** Start ENTRIES PROVIDED **

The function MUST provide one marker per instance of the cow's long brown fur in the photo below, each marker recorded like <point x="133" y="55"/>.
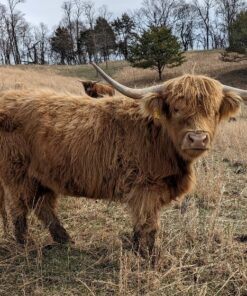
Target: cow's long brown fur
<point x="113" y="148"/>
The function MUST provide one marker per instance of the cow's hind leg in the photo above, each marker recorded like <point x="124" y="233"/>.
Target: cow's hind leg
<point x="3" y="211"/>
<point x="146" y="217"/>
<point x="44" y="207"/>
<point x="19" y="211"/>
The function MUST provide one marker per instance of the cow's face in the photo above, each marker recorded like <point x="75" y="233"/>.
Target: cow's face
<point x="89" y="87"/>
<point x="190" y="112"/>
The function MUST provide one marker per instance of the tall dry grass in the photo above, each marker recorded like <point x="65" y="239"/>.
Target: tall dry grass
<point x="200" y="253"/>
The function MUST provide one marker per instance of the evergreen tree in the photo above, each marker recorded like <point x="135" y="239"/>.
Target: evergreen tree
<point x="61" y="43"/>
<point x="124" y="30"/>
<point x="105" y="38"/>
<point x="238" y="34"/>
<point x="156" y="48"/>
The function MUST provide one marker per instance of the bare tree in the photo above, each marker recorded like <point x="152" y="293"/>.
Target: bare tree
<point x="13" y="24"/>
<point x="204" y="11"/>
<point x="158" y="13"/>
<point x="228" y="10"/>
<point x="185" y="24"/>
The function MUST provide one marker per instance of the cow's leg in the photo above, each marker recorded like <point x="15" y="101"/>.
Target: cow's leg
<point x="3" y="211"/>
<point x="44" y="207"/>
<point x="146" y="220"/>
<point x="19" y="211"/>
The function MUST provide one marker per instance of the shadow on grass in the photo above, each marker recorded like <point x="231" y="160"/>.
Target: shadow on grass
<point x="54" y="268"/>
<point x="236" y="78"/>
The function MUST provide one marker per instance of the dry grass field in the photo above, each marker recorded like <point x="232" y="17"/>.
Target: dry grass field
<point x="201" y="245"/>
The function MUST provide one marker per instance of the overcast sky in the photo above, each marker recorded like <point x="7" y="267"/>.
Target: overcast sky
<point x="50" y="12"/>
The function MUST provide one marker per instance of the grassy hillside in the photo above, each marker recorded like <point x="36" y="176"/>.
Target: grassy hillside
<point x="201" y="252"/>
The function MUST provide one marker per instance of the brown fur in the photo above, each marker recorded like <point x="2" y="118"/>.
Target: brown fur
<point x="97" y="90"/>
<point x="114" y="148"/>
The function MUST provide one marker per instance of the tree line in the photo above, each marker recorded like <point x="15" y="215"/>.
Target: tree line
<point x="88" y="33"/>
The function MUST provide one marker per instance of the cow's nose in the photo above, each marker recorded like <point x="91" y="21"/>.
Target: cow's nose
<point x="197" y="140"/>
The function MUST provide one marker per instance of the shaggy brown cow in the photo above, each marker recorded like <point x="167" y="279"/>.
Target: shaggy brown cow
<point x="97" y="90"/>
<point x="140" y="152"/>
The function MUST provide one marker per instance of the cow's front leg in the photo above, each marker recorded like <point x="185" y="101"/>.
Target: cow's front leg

** End ENTRIES PROVIDED **
** Start ENTRIES PROVIDED **

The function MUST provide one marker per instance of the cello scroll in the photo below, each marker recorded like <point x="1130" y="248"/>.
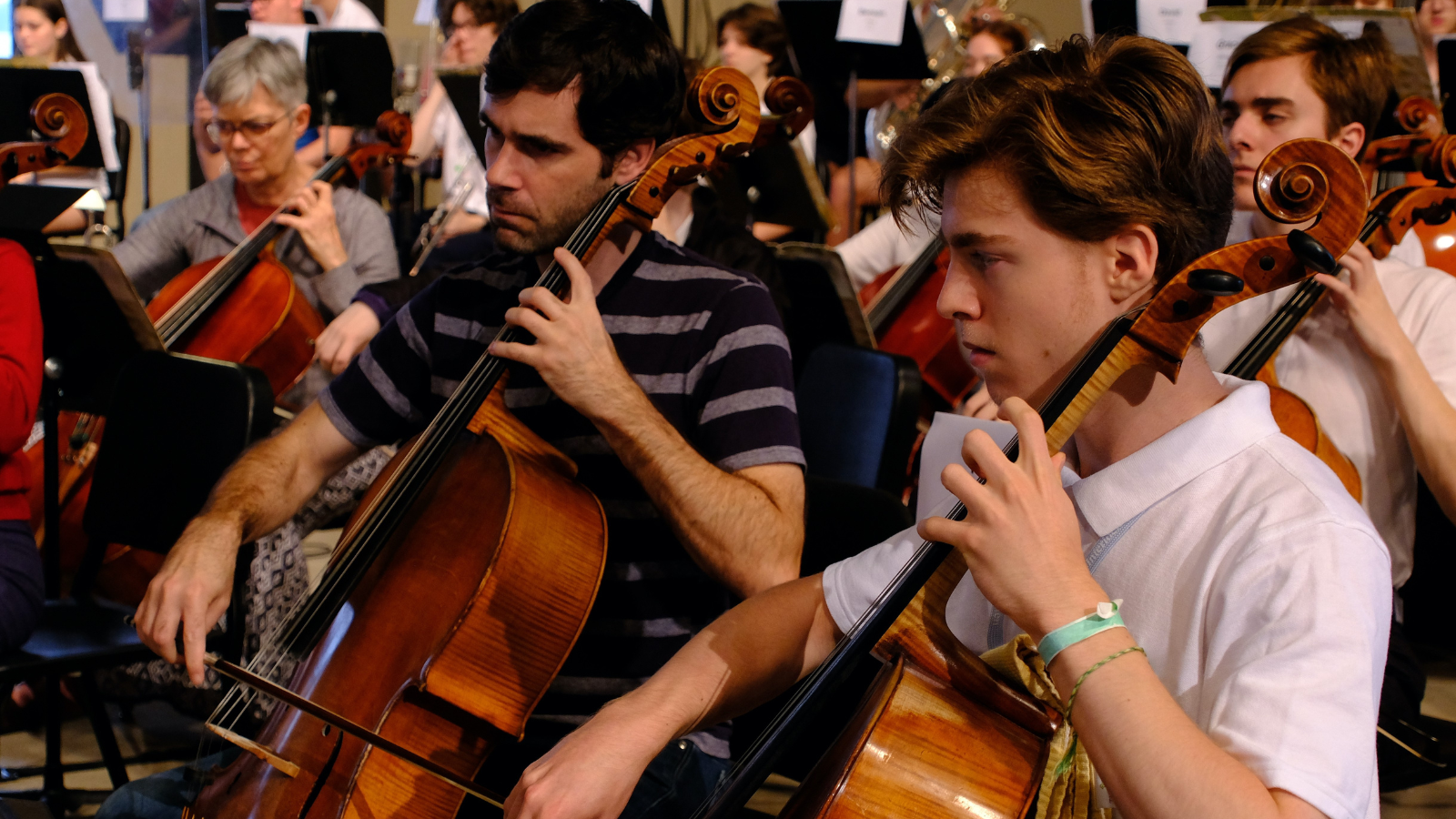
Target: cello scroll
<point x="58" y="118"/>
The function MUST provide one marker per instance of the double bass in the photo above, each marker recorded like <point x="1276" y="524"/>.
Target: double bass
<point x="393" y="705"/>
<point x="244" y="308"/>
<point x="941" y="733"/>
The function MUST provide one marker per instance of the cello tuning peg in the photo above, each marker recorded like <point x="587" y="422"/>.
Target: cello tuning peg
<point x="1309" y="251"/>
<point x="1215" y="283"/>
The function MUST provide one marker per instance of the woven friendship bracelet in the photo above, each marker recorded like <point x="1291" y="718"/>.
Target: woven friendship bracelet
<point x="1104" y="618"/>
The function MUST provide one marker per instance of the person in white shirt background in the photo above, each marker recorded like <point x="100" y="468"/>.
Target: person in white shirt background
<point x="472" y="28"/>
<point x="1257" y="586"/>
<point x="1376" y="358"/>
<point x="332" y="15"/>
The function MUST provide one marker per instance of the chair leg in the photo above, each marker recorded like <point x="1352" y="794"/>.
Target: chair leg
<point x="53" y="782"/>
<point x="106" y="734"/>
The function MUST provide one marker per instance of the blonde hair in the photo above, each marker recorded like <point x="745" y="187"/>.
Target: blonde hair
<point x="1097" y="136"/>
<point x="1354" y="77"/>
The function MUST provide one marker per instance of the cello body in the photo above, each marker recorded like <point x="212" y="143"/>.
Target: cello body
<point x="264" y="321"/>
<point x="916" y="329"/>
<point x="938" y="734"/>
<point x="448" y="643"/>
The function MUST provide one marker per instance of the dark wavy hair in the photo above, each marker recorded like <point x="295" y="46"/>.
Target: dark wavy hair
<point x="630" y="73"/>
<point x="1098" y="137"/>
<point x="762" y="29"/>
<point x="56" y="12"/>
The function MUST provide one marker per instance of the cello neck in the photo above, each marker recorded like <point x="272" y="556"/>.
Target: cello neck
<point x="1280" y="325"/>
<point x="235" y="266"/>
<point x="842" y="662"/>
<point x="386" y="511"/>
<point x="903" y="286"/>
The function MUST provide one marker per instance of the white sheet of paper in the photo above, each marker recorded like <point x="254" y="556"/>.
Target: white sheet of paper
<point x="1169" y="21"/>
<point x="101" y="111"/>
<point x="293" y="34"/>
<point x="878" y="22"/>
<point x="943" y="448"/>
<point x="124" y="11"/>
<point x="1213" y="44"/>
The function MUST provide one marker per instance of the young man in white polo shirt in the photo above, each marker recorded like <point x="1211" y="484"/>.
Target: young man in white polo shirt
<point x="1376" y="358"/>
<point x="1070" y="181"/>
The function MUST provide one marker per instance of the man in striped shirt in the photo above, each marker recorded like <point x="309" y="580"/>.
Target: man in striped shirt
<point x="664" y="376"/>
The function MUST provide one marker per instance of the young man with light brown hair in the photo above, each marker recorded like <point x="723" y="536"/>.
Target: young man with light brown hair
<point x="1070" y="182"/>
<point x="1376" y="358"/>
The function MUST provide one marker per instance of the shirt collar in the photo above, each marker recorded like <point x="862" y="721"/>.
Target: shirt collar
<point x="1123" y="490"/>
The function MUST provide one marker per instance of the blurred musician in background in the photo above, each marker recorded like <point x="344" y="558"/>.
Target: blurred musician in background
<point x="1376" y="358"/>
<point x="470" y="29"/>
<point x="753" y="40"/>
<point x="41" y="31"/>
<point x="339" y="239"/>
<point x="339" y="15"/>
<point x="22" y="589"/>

** End ENTRIES PROVIDED **

== EXERCISE OBJECTIVE ==
Pick out every row above that contains the word "grassy" and copy each one.

== CORRECT ANSWER ==
The function MUST provide one marker per instance of the grassy hillside in the photo above, each marker recorded like <point x="36" y="176"/>.
Target: grassy hillside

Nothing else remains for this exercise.